Stored data lines
● ● ● ●

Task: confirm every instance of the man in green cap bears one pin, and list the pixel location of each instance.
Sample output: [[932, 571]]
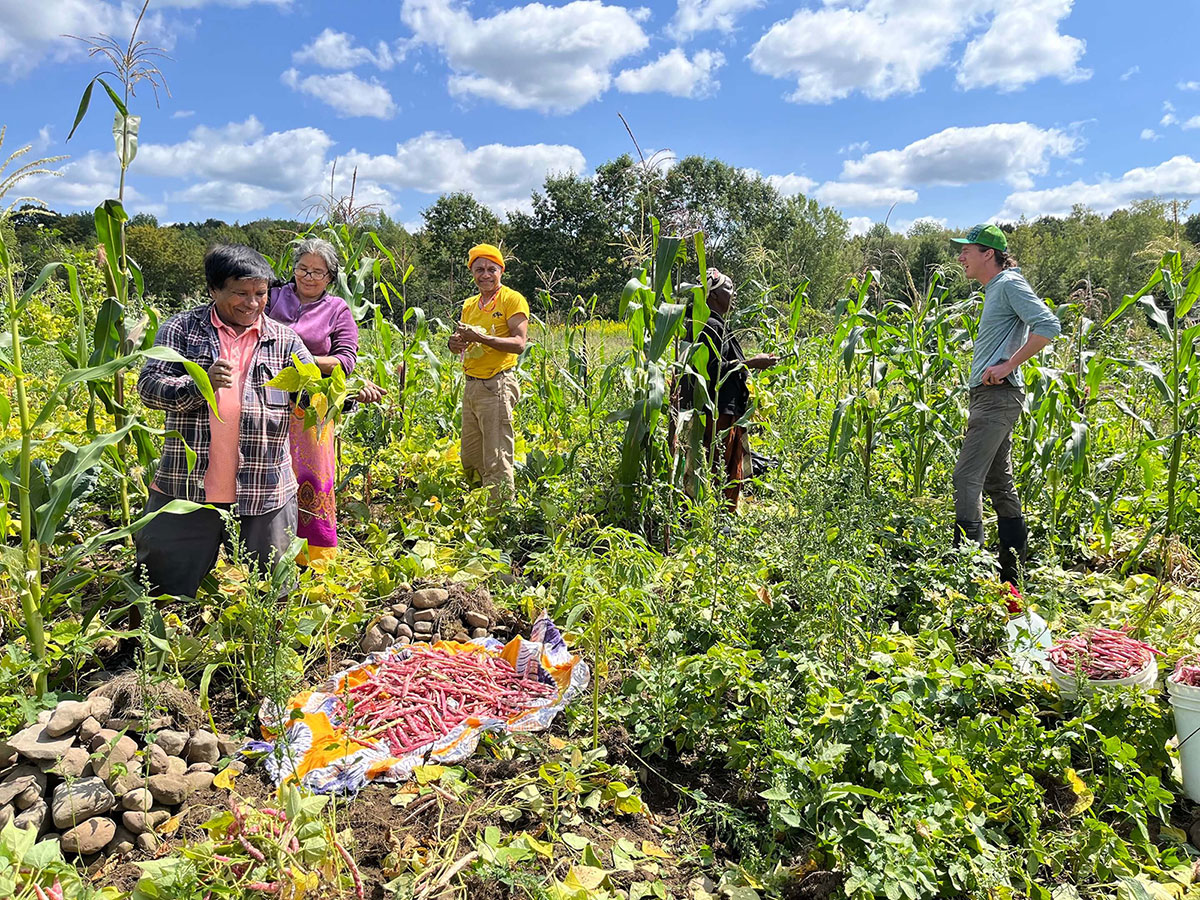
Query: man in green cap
[[1015, 324]]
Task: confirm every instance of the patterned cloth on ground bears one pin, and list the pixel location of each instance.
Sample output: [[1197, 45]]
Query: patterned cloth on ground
[[316, 750]]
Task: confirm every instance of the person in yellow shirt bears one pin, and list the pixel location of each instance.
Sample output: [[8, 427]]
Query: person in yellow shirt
[[490, 335]]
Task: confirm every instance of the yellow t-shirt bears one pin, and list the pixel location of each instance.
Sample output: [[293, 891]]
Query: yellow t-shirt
[[483, 361]]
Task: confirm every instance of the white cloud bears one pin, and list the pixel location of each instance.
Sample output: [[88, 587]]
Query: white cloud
[[31, 31], [346, 93], [695, 16], [1009, 151], [886, 47], [84, 184], [859, 225], [553, 59], [1021, 47], [1176, 178], [336, 49], [241, 168], [846, 193], [676, 75], [499, 175]]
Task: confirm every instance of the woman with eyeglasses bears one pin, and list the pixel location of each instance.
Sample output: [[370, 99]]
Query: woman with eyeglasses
[[327, 327]]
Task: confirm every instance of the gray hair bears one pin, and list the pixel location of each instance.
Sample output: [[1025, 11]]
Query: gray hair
[[321, 247]]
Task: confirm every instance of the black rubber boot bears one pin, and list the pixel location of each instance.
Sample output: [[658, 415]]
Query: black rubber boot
[[966, 529], [1013, 544]]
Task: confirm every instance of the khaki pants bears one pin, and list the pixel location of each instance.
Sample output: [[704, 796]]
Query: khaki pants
[[985, 463], [487, 439]]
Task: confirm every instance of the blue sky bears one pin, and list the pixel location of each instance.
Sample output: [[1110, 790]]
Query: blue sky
[[958, 111]]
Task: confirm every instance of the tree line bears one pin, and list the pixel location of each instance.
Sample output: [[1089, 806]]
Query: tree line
[[585, 234]]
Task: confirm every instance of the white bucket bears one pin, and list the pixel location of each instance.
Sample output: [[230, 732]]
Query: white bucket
[[1029, 639], [1069, 684], [1186, 701]]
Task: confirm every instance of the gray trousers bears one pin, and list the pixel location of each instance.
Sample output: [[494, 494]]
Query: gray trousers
[[985, 463], [175, 551]]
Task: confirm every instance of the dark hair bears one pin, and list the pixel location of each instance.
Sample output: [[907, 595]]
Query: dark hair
[[234, 261]]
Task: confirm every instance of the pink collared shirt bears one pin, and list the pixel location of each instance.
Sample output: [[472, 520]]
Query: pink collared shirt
[[221, 478]]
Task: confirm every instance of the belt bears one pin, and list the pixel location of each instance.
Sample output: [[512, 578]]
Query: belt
[[477, 378]]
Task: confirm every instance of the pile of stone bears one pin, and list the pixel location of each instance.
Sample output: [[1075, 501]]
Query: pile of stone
[[435, 613], [81, 774]]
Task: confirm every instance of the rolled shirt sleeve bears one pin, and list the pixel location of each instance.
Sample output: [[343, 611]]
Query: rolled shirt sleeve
[[167, 385], [345, 339]]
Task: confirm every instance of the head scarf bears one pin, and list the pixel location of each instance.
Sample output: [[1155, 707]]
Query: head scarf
[[719, 281], [485, 251]]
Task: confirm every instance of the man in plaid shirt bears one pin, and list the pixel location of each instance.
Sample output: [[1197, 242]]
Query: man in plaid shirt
[[243, 465]]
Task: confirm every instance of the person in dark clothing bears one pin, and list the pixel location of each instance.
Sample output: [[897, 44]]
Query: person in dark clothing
[[725, 376]]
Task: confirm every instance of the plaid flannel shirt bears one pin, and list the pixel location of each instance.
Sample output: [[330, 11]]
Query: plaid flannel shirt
[[264, 462]]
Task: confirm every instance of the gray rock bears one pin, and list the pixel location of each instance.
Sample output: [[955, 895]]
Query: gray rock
[[101, 708], [123, 841], [103, 738], [117, 762], [139, 822], [156, 760], [90, 837], [28, 797], [169, 790], [19, 780], [35, 744], [199, 780], [81, 799], [139, 724], [203, 748], [123, 781], [75, 763], [88, 729], [139, 799], [375, 640], [430, 598], [475, 619], [36, 816], [66, 717], [173, 742]]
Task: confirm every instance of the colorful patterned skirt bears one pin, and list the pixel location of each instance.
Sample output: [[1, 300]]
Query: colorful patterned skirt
[[315, 462]]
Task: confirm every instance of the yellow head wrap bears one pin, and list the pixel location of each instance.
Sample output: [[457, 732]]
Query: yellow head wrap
[[485, 251]]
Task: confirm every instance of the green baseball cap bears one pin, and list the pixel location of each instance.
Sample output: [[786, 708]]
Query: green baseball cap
[[985, 237]]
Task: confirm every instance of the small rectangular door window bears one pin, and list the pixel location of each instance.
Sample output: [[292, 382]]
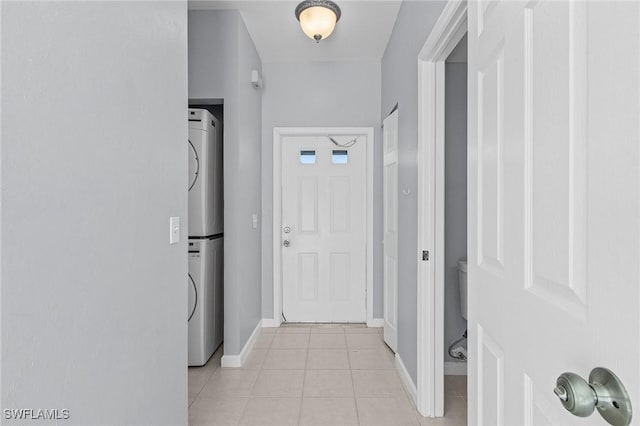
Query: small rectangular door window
[[339, 156], [307, 157]]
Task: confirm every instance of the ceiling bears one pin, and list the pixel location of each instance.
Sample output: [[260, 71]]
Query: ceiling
[[361, 34]]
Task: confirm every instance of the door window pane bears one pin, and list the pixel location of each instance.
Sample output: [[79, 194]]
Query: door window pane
[[339, 156], [307, 157]]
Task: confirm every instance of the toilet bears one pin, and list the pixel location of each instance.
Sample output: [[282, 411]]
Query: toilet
[[458, 349], [462, 283]]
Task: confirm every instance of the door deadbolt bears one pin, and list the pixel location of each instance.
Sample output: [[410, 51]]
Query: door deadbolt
[[604, 392]]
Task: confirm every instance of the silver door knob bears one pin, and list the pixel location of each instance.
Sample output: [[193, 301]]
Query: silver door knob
[[604, 392]]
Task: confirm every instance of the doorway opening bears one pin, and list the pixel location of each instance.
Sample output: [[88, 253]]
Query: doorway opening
[[339, 200], [441, 148], [205, 281]]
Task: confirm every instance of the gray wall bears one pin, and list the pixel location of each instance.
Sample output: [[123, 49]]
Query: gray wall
[[400, 84], [329, 94], [455, 233], [93, 165], [221, 57]]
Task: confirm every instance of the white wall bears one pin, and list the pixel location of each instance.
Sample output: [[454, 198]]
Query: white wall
[[94, 162], [322, 94], [455, 233], [400, 84], [221, 57]]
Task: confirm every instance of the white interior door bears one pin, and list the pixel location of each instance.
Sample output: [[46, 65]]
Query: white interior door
[[390, 220], [554, 204], [324, 228]]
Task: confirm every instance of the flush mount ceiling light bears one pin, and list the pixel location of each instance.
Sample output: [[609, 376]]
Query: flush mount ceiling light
[[318, 18]]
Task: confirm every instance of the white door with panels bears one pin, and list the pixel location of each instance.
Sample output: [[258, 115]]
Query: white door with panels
[[554, 212], [390, 221], [323, 232]]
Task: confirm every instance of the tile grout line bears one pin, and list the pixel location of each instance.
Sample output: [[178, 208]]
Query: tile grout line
[[244, 410], [353, 384], [304, 378]]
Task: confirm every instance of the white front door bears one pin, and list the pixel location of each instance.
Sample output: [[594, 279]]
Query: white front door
[[324, 198], [390, 221], [554, 212]]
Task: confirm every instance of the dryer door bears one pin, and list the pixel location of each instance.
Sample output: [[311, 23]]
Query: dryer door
[[193, 297], [197, 185], [194, 164]]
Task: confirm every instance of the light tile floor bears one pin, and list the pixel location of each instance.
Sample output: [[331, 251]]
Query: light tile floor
[[314, 375]]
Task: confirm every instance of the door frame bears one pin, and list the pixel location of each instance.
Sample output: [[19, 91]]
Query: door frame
[[447, 32], [278, 134]]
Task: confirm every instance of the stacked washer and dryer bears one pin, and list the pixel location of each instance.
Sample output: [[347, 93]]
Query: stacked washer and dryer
[[205, 281]]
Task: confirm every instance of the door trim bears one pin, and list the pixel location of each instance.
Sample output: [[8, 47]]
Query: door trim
[[278, 133], [447, 32]]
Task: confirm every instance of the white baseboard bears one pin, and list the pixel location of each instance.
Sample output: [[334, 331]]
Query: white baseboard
[[238, 360], [455, 368], [376, 322], [270, 323], [406, 380]]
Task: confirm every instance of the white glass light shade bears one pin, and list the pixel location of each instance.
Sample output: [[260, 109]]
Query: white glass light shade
[[318, 21]]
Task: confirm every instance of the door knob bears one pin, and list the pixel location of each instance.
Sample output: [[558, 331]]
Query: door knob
[[604, 392]]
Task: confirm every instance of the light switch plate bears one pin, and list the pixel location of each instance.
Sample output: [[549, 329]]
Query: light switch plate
[[174, 230]]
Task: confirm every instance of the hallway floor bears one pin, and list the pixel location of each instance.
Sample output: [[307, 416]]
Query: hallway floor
[[313, 375]]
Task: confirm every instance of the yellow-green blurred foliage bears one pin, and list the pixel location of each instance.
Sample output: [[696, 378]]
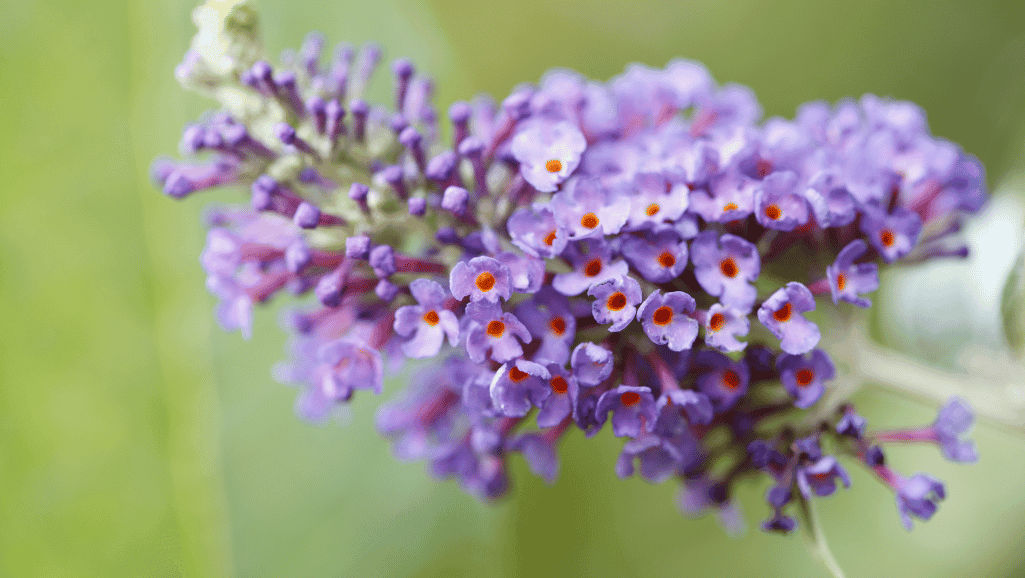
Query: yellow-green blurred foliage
[[137, 440]]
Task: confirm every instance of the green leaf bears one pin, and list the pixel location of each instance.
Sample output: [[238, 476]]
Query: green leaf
[[815, 538], [1013, 306]]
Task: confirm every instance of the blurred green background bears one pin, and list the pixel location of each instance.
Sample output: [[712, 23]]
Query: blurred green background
[[137, 440]]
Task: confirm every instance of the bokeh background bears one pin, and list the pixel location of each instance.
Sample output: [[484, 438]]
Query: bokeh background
[[137, 440]]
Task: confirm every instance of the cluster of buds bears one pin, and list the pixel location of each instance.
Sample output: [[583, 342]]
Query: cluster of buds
[[645, 251]]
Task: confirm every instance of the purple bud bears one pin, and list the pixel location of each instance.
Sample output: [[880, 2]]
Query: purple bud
[[358, 247]]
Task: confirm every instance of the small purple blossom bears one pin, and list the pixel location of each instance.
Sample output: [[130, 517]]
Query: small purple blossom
[[616, 301], [548, 153], [632, 410], [819, 478], [781, 314], [494, 331], [666, 320], [520, 385], [428, 321], [805, 379], [726, 266], [658, 257], [723, 326], [482, 279], [849, 281]]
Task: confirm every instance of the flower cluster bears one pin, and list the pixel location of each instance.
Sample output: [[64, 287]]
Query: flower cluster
[[646, 252]]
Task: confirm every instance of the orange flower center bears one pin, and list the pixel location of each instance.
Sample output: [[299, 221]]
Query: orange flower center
[[485, 282], [729, 267], [783, 314], [559, 384], [558, 326], [616, 301], [495, 328], [629, 399], [715, 322], [666, 259], [662, 316]]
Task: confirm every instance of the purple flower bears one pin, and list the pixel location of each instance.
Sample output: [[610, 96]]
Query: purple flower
[[723, 379], [632, 409], [658, 256], [655, 201], [535, 232], [495, 331], [723, 325], [539, 451], [820, 477], [547, 318], [519, 385], [584, 209], [659, 457], [695, 406], [893, 235], [592, 263], [847, 280], [725, 267], [429, 320], [954, 418], [666, 320], [917, 496], [482, 279], [559, 405], [781, 314], [804, 379], [616, 301], [591, 364], [526, 274], [547, 153], [778, 204]]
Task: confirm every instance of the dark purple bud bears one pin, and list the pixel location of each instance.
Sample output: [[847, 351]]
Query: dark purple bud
[[454, 200], [447, 236], [306, 215], [411, 139], [382, 260], [297, 257], [385, 290], [289, 92], [393, 175], [459, 115], [358, 247], [403, 70], [334, 119], [440, 168], [360, 111], [317, 108], [417, 206]]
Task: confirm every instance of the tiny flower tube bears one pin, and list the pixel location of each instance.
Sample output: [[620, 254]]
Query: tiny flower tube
[[667, 320], [615, 301], [781, 314]]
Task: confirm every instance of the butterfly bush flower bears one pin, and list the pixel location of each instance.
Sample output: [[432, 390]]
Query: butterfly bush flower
[[511, 260]]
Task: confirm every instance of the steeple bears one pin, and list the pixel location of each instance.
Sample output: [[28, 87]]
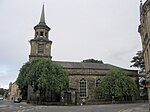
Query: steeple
[[41, 45], [42, 20]]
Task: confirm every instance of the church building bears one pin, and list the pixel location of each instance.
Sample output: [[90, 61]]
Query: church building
[[83, 77]]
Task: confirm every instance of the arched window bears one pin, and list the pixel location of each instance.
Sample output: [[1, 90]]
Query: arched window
[[40, 48], [98, 81], [83, 88]]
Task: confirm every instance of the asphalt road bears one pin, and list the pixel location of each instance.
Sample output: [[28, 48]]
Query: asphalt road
[[8, 106]]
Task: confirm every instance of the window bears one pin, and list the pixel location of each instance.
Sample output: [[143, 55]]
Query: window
[[98, 81], [83, 88], [40, 48]]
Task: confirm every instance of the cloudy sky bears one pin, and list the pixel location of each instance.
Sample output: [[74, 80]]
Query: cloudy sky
[[80, 29]]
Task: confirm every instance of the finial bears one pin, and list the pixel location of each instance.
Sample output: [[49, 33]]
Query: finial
[[42, 20]]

● ● ● ●

▸ **EXERCISE OBJECTIVE**
Arrange the lines from the one containing "Task: confirm every instance of the white wall" through the one containing "[[94, 162], [322, 94], [455, 233], [400, 84], [221, 57]]" as a Markdown table with the columns Row and Line, omitting blank lines.

▸ **RIGHT ANSWER**
| Row | Line |
|---|---|
| 1 | Task: confirm every instance of the white wall bears one pin, and list the pixel location of each instance. |
| 2 | Sample output: [[454, 198]] |
| 3 | Query: white wall |
| 4 | [[94, 162], [322, 94], [455, 233], [400, 84], [221, 57]] |